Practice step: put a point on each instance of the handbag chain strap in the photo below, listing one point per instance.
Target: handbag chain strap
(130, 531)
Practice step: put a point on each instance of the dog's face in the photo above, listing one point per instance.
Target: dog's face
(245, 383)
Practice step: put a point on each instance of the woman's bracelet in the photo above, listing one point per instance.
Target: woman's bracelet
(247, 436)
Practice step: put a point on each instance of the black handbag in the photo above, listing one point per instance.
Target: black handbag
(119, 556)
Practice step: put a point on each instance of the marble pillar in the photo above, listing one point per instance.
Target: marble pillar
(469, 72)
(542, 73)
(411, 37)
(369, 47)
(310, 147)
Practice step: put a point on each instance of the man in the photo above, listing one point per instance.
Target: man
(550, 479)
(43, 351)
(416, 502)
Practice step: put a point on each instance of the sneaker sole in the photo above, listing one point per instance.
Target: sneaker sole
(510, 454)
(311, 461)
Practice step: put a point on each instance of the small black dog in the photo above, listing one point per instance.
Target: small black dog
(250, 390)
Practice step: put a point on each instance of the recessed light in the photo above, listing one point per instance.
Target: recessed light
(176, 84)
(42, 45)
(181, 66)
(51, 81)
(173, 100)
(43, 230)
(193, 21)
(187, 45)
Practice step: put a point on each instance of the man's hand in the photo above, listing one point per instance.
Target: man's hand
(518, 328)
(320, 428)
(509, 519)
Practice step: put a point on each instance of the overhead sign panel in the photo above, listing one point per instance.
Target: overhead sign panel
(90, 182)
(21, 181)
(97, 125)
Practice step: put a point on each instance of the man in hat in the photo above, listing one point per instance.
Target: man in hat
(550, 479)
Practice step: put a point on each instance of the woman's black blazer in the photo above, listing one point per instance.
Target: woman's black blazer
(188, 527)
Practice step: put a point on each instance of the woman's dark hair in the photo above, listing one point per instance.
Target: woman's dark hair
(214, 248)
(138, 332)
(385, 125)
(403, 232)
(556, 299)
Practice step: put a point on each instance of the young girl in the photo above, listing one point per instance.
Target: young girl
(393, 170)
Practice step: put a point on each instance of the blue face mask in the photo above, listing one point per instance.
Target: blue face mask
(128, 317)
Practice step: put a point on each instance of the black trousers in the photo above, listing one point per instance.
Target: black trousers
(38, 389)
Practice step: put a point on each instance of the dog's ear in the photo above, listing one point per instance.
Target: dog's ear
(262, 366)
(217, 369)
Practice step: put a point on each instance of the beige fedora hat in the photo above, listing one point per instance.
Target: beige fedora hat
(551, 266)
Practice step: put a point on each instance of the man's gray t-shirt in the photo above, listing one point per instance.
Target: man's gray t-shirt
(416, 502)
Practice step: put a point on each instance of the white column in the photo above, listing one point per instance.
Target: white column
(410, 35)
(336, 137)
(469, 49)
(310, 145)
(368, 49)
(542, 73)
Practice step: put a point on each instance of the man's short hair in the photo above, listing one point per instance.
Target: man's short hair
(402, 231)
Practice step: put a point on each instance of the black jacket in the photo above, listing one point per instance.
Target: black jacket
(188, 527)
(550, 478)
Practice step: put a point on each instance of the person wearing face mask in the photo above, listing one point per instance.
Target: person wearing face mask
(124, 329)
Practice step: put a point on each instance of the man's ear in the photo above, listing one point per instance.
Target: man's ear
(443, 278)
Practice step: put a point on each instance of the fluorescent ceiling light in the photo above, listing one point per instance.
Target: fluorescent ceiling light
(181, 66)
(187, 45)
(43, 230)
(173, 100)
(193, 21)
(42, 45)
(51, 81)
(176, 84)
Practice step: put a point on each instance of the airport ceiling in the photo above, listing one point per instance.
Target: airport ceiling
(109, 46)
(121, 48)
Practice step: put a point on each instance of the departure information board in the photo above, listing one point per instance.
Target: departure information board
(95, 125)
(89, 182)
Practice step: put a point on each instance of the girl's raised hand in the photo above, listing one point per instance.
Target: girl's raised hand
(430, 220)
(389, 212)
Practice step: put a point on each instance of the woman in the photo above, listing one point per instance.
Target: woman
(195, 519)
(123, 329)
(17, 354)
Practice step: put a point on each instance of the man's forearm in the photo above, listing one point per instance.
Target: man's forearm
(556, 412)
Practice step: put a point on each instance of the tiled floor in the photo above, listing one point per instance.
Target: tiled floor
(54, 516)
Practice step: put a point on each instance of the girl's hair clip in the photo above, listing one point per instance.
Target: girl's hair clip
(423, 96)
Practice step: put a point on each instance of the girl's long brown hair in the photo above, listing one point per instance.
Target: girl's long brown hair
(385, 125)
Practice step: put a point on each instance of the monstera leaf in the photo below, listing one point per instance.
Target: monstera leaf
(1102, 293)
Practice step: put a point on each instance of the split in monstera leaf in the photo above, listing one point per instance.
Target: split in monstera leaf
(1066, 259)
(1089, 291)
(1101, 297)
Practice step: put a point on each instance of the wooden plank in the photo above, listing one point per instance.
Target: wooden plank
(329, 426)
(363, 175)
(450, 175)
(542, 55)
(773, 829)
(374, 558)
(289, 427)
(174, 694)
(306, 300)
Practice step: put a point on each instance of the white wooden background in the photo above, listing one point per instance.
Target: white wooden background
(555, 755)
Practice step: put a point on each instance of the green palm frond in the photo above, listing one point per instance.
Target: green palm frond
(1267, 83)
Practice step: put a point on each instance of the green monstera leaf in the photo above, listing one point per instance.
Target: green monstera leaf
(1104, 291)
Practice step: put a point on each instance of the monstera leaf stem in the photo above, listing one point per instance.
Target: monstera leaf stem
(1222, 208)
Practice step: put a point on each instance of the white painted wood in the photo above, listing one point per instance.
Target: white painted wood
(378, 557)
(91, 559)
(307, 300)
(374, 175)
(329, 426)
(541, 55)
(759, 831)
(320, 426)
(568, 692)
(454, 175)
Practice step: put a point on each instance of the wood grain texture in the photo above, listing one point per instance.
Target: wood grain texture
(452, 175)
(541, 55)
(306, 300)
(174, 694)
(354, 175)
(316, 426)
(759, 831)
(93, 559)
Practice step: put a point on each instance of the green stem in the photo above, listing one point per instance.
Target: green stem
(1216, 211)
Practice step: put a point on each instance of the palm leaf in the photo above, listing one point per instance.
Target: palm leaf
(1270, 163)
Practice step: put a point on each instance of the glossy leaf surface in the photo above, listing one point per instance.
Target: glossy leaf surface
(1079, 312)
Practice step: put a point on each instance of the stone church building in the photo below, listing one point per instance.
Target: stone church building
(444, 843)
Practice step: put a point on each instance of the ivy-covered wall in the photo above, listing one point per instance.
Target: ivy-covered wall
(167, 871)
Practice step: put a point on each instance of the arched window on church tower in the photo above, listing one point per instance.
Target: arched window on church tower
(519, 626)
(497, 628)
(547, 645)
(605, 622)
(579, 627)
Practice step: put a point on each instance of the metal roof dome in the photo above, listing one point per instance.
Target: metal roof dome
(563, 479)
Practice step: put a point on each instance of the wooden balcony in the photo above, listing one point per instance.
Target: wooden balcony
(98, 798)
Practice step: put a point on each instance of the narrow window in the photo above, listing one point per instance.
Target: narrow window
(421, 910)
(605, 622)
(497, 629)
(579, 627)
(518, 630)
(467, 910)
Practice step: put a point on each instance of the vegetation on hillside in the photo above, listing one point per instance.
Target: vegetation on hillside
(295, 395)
++++
[Given instruction]:
The lines above should be duplicated exactly.

[Full response]:
Practice step: put a point on each instance of the handbag chain strap in the photo below, listing one point per instance.
Target: handbag chain strap
(130, 531)
Practice step: put a point on each instance of the dog's face in the photo above, listing one point per instance.
Target: dog's face
(245, 383)
Practice step: put a point on each instance of the woman's bracelet in the photo above, listing one point per instance.
Target: woman's bracelet
(247, 436)
Practice step: put a point on each instance of the black handbag in the photo above, listing one point per instance.
Target: black handbag
(119, 556)
Practice step: put a point on each instance of the marble pillar in the photo above, listing one point per instance.
Target: marble pillar
(469, 72)
(542, 73)
(411, 37)
(369, 47)
(310, 147)
Practice step: put a point on each instance of the man in the photo above, listing one point per instance.
Target: man
(550, 479)
(43, 351)
(416, 502)
Practice step: put a point on each instance of the sneaker sole in the photo above, listing one point per instance.
Target: sneaker sole
(510, 454)
(311, 461)
Practice step: put a point on each instance of the small black dog in the photo above, listing one point per instance.
Target: small black dog
(250, 390)
Practice step: put a point on each instance of the recessed light in the photo above, listing one point per instance.
Target: recessed light
(176, 84)
(42, 45)
(181, 66)
(51, 81)
(173, 100)
(43, 230)
(193, 21)
(187, 45)
Practice step: put a point on each instance of the man's hand in the photo above, listing one point per instance.
Target: man's hand
(518, 328)
(320, 428)
(509, 519)
Practice step: put a point on each instance of the overhead sign panel in the photo above, listing one point per instance.
Target: overhead sign panel
(90, 182)
(21, 181)
(97, 125)
Practice step: put a point on each instance of the man in hat in the photo above, listing one point per instance.
Target: man in hat
(550, 479)
Practice step: put a point on each instance of the woman's black blazer in the photo above, listing one point per instance.
Target: woman's black blazer
(188, 527)
Practice step: put a point on each instance of the woman's dark hair in the photo above, listing one point per instance.
Target: woman's dark hair
(214, 248)
(138, 332)
(385, 125)
(403, 232)
(556, 299)
Practice step: put a point on each instance of the young girl in the photo above, listing one point per instance.
Target: young girl
(393, 170)
Practice step: put a point on each instance of the blue face mask in the photo above, listing one point per instance.
Target: blue face mask
(128, 317)
Practice step: put a point on each instance of the black trousers in the photo above, listing one point per instance.
Target: black trousers
(38, 389)
Practice step: put a point on each instance of the dog's ear in the photo above, listing one point per instance.
Target: dog's ear
(262, 366)
(217, 369)
Practice step: put a point on each instance of the beige fedora hat in the photo above, listing one point per instance.
Target: beige fedora hat
(551, 266)
Practice step: put a point on each instance of the man's gray t-shirt in the photo above, listing one point per instance.
Target: man's gray t-shirt
(416, 502)
Practice step: put a point on each instance of the white column in the photo above, listing one point per instance.
Target: white column
(410, 35)
(336, 137)
(469, 49)
(310, 145)
(368, 49)
(542, 73)
Practice step: put a point on each instance of the man's short hair in the photo above, listing one point per instance.
Target: man's short hair
(402, 231)
Practice step: put a point on each instance of the black jacket in the photo above, listing one point per instance.
Target: black jacket
(188, 527)
(550, 478)
Practice step: put a point on each instance of the person wearing face mask in the photo above, listing one point per instance.
Target: person wearing face mask
(124, 329)
Practice step: put a point on each instance of the man's ear in the photo above, listing one point per instance.
Target: man's ear
(443, 278)
Practice step: put a point on each instance of the fluorescent ceiling light in the photo above, listing one point per instance.
Target: fluorescent ceiling light
(181, 66)
(187, 45)
(43, 230)
(173, 100)
(193, 21)
(42, 45)
(51, 81)
(176, 84)
Practice step: put a point on each instance of the airport ceiling in the photo above, listing one point per instance.
Target: airport ceiling
(109, 46)
(121, 48)
Practice step: put a point on each instance of the departure information board in the photo above, listing one point per instance.
Target: departure information board
(95, 125)
(89, 182)
Practice step: put a point on each instance of the girl's raised hand in the photo above, listing one point per instance.
Target: girl's raised hand
(430, 220)
(389, 212)
Practice step: put a point on each instance of the woman in the photo above, listing one point per instance.
Target: woman
(195, 519)
(123, 329)
(17, 354)
Practice step: put a point on each instance of the man's forearm in the photo above, listing one point per instance.
Target: man's forearm
(556, 412)
Practice step: put a point on each instance of the tiled floor in the photo above, listing one point per instance.
Target: tiled floor
(54, 516)
Practice step: put a point on each instance of the girl's hair clip in the photo above, listing one point per instance.
Target: girl's hair clip
(423, 96)
Practice step: put a point on each instance of the girl's long brown hair in the photo above, listing one point per instance.
Target: girl's long brown hair
(385, 125)
Practice step: put a point on each instance of the monstera leaf in the photo below, listing one point per instance.
Target: monstera leaf
(1102, 293)
Practice step: put a point on each instance of the split in monstera leaf in the photo above, listing one point per instance.
Target: split in monstera leaf
(1066, 259)
(1089, 291)
(1101, 297)
Practice step: put a point on each instance of the wooden plank in the photo above, listing one point per instance.
Target: wooden plank
(329, 426)
(363, 175)
(450, 175)
(542, 55)
(773, 829)
(374, 558)
(289, 427)
(174, 694)
(306, 300)
Practice step: put a point on each instance of the white wooden background in the photo above, listing one point per instance.
Target: white wooden background
(555, 755)
Practice step: put a point on each instance of the green palm frond in the photo above, listing one point per instance.
Target: green palm frond
(1267, 83)
Practice step: put a point on each instance of the green monstera leaf in the photo above, listing one point per instance.
Target: green monstera leaf
(1104, 291)
Practice step: put a point on each instance of the monstera leaf stem in the photo above, listing one point per instance.
Target: monstera leaf stem
(1222, 208)
Practice step: put a point on each instance of the white painted wood in the photo above, listing one point per instance.
Target: white painted wood
(378, 557)
(91, 559)
(307, 300)
(374, 175)
(329, 426)
(541, 55)
(759, 831)
(320, 426)
(568, 692)
(454, 175)
Practice step: put a point on each instance of the wood grain texture in the photo above, listing one point per instance.
Target: wood grain texture
(452, 175)
(541, 55)
(306, 300)
(174, 694)
(354, 175)
(316, 426)
(759, 831)
(93, 559)
Practice step: put a point on each instance of the green stem in the photo above, listing one point per instance.
Target: green stem
(1216, 211)
Practice step: put a point on each instance of the palm leaf in the photo above, listing one point per instance.
Target: palm leaf
(1270, 163)
Practice step: put a point on each instance of the glossy leaf surface in the photo above, listing one point per instance.
Target: glossy leaf surface
(1079, 312)
Practice step: put a point on each instance of the stone church building in the photo below, listing one point per instance.
Target: stone church building
(444, 843)
Practice step: put a point on each instance of the ivy-covered wall in the photo above, listing one point per instance.
Target: ivy-covered wall
(167, 871)
Practice step: put a point on each instance of the arched window on church tower in the photo above, listing one point per instance.
Target: arched window on church tower
(519, 626)
(497, 628)
(547, 645)
(605, 622)
(579, 627)
Practice step: put a point on each instance of the metal roof dome in the photo above, listing one point per instance.
Target: metal roof dome
(563, 479)
Practice step: put a point on each instance of the wooden balcony in the photo above, listing one point per instance.
Target: wooden balcony
(98, 798)
Practice step: put a point on each instance of the narrow window in the photo above, listing one point per instance.
Target: narrow window
(421, 910)
(605, 622)
(497, 629)
(579, 627)
(518, 630)
(467, 910)
Practice step: put a point on each instance of the vegetation on hillside in the photo above, listing one point per instance.
Target: vegetation on hillside
(295, 395)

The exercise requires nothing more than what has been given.